:: Material provided ::
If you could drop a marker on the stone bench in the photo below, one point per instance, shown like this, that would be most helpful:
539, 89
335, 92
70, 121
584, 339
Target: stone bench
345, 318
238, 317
:::
▶ [What is needed]
Transcribe all the entries, keeping each one exactly as it is.

▶ [Answer for this exercise]
If you could drop a marker on the stone bench in the photo below, one point per instance, shown like this, that would be most helpful:
539, 89
335, 92
70, 121
584, 339
Target: stone bench
345, 318
238, 317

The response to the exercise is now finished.